*Assignment*
Exactly as written, transcribe the lines that run from the one containing "Please put a dot on every instance of the purple wall" to the end of the records below.
---- Given data
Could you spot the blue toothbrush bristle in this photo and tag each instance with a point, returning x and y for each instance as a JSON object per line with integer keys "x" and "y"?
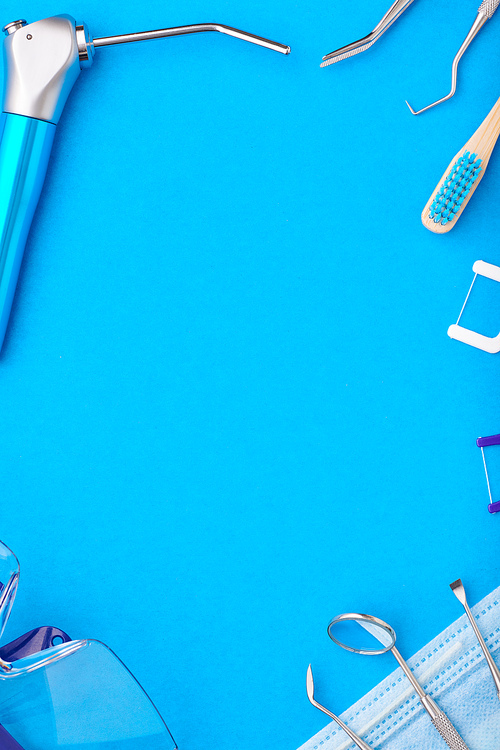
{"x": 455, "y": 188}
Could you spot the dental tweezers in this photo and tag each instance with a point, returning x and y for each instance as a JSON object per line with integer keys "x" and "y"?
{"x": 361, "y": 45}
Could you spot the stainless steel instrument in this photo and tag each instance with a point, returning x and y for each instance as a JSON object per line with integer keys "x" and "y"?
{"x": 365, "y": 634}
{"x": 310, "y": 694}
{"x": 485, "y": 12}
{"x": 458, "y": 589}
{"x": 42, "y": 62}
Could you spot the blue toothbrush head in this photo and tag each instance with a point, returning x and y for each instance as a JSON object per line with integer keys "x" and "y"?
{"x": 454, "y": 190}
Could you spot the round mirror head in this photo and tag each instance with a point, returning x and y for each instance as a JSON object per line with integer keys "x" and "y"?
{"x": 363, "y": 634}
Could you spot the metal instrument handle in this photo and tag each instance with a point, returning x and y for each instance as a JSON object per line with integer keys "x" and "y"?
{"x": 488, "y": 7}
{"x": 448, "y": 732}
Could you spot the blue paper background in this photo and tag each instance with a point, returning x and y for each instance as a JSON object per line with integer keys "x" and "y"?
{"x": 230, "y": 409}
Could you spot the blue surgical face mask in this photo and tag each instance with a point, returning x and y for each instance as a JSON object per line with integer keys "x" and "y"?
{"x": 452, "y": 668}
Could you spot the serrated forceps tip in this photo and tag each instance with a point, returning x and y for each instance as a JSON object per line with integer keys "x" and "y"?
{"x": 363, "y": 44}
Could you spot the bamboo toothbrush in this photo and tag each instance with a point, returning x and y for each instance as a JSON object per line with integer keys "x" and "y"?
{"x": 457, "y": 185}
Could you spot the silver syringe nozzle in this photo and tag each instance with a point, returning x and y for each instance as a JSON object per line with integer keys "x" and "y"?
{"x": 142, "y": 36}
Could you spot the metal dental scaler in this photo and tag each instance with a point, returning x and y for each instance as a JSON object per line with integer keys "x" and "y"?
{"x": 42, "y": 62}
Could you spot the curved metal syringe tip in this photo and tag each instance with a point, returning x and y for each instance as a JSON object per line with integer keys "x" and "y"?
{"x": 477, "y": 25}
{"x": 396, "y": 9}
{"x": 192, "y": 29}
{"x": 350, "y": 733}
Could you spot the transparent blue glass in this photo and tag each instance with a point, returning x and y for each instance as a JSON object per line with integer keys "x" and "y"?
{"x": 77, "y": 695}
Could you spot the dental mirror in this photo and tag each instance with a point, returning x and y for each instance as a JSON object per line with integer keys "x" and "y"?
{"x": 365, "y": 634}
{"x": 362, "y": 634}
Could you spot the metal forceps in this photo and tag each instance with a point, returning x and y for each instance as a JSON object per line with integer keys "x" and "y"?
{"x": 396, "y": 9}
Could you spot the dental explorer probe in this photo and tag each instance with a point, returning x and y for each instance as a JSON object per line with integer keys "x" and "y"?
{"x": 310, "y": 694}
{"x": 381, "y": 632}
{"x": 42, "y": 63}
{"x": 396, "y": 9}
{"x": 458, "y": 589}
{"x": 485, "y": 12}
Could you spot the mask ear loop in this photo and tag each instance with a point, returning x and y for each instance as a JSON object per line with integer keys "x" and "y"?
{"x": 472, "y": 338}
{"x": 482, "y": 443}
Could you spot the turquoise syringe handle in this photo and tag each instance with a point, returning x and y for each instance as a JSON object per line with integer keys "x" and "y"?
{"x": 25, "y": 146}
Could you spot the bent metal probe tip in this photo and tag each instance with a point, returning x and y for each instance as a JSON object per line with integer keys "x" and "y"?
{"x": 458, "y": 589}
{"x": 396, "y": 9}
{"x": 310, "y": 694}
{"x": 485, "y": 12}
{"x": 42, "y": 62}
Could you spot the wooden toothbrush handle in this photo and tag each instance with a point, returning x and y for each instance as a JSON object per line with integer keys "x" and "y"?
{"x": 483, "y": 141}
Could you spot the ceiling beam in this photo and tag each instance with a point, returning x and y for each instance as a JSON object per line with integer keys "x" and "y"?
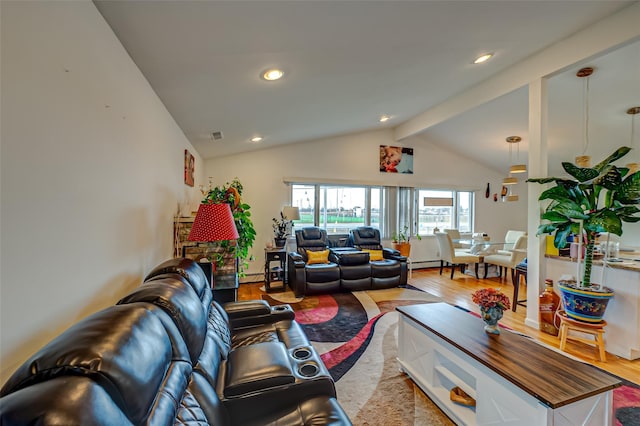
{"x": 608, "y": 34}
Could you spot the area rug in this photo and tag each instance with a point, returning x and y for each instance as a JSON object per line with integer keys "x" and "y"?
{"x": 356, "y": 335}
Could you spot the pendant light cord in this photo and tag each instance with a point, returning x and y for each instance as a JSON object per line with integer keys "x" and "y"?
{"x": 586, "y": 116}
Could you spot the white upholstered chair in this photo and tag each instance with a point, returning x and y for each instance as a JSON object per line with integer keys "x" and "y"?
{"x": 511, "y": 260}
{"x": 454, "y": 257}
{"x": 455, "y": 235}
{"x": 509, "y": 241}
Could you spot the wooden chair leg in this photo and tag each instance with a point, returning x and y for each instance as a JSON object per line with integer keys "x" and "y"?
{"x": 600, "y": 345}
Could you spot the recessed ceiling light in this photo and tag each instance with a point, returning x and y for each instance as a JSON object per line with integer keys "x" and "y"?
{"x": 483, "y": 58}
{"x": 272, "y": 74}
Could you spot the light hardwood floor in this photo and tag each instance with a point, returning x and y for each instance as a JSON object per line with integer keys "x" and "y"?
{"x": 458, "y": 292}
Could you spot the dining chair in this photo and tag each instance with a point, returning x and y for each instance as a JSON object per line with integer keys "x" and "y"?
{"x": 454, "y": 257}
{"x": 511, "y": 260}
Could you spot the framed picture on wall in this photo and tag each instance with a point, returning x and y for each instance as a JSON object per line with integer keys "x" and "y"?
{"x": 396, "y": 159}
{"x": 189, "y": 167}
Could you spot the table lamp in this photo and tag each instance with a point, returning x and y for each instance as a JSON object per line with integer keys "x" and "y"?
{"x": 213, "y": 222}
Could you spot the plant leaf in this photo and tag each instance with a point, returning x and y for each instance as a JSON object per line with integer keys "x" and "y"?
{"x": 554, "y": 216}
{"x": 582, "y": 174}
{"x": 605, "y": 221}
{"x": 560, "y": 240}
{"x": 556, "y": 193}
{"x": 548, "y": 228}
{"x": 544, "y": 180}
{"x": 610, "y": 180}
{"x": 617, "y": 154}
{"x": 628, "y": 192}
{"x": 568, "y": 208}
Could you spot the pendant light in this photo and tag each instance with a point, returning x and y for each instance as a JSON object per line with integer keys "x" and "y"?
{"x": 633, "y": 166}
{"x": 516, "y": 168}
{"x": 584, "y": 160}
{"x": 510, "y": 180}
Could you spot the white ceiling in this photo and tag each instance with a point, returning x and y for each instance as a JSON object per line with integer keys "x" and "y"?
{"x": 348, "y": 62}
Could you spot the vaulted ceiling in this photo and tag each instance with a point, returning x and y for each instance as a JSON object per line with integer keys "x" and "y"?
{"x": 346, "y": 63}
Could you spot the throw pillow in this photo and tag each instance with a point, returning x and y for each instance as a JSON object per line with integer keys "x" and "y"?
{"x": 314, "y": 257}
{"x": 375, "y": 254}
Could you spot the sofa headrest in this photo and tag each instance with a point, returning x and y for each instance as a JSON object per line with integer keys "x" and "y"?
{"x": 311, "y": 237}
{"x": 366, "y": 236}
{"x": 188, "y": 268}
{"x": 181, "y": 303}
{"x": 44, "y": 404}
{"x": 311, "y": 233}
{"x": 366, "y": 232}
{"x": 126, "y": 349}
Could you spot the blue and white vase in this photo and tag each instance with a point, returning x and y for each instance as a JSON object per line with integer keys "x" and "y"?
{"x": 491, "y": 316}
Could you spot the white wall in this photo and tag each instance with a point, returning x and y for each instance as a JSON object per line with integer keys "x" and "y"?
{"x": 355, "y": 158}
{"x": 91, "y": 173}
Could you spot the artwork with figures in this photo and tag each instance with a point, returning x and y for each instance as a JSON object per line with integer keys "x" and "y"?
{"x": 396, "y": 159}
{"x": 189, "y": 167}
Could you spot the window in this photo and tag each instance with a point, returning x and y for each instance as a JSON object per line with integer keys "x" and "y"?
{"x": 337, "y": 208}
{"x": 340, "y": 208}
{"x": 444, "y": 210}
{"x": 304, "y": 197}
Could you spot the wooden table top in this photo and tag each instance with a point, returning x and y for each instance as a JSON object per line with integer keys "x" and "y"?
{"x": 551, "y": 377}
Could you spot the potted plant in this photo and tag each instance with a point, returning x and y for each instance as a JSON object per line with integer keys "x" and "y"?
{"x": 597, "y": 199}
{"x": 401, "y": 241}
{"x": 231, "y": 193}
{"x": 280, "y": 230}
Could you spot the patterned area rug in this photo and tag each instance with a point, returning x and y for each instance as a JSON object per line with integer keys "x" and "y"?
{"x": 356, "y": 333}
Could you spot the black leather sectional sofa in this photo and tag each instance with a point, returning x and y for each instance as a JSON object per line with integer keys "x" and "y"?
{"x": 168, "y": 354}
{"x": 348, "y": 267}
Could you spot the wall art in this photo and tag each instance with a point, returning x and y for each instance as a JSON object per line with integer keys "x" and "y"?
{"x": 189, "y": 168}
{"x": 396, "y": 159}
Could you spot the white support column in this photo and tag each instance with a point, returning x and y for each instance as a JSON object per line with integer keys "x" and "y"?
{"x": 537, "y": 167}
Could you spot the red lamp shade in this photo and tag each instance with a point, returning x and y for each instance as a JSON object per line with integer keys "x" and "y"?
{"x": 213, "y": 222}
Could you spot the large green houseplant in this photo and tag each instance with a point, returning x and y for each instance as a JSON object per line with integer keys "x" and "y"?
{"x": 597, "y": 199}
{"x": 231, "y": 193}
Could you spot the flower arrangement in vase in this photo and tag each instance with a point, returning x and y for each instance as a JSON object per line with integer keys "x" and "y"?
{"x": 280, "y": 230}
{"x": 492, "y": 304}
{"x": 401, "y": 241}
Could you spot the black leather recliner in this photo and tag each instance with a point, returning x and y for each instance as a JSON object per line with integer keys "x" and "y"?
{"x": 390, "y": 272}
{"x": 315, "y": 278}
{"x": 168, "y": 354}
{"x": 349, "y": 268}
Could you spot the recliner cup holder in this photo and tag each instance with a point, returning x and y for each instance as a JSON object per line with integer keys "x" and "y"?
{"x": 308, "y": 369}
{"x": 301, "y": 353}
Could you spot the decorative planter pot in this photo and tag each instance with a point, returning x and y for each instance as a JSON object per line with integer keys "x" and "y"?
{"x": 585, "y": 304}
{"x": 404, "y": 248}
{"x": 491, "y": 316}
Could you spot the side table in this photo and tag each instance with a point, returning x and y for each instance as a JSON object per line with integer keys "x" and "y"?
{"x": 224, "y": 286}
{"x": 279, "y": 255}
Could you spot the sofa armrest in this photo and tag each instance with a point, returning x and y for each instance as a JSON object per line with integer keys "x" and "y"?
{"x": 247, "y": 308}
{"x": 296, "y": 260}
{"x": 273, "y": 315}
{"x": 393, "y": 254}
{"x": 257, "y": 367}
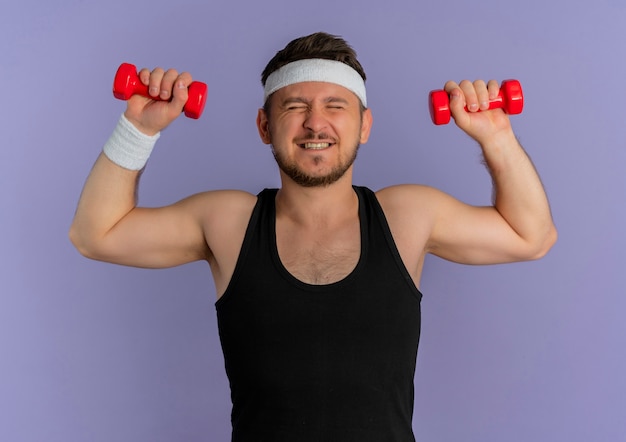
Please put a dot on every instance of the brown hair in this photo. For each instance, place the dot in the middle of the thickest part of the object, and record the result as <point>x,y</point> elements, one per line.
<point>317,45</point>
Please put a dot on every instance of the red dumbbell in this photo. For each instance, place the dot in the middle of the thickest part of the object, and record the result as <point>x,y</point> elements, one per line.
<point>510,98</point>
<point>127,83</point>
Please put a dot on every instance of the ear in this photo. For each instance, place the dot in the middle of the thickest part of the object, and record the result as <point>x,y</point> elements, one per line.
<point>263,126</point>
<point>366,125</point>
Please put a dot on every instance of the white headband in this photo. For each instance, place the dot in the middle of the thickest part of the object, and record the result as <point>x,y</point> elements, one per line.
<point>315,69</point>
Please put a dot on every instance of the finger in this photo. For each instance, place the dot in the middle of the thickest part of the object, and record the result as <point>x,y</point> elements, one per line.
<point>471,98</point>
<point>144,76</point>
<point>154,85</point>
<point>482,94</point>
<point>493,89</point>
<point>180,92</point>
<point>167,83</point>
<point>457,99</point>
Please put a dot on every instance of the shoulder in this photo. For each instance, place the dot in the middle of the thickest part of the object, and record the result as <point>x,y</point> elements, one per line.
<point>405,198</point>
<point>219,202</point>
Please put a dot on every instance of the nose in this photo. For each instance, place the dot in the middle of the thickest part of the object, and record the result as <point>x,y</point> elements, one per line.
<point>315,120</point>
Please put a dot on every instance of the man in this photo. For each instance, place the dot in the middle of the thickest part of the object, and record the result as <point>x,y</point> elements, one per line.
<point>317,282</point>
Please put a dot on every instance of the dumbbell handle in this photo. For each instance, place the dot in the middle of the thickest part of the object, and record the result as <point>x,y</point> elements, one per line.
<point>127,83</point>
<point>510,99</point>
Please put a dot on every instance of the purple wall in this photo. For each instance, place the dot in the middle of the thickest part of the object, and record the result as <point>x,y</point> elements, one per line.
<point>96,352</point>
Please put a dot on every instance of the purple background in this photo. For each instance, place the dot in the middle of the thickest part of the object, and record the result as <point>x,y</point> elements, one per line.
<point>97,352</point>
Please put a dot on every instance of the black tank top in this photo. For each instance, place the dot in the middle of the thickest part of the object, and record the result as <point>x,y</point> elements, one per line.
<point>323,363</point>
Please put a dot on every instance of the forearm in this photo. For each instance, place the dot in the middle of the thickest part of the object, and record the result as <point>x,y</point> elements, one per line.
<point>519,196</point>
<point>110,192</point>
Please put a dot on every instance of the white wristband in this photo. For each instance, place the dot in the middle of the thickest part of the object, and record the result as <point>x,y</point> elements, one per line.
--------
*Problem solution*
Please put a dot on every instance of the purple wall in this photo. For each instance, place the dot in the middle of the thickest part of the object, and record the result as <point>x,y</point> elements, one per line.
<point>96,352</point>
Please put a dot on every instance of the purple background in this photo. For each instance, place the dot in the middle of the thickest part of the object, and record the result as <point>x,y</point> elements, one per line.
<point>97,352</point>
Please put a dot on every instance of the black tank top in this photo. For each instance, place the dot in the middle of the thickest part of the object, and record the result as <point>x,y</point> elements, one per line.
<point>323,363</point>
Please put a dot on every instance of the forearm in this photo. For each instance, place the dot in the middle of the thickest part of the object, and record the result as <point>x,y</point> elements, one per line.
<point>519,196</point>
<point>110,192</point>
Please put a dot on every instance of the white wristband in this photo. For each instance, place the dot in the middle of the thickest part of the object, and record the result as <point>x,y</point> elements, one per line.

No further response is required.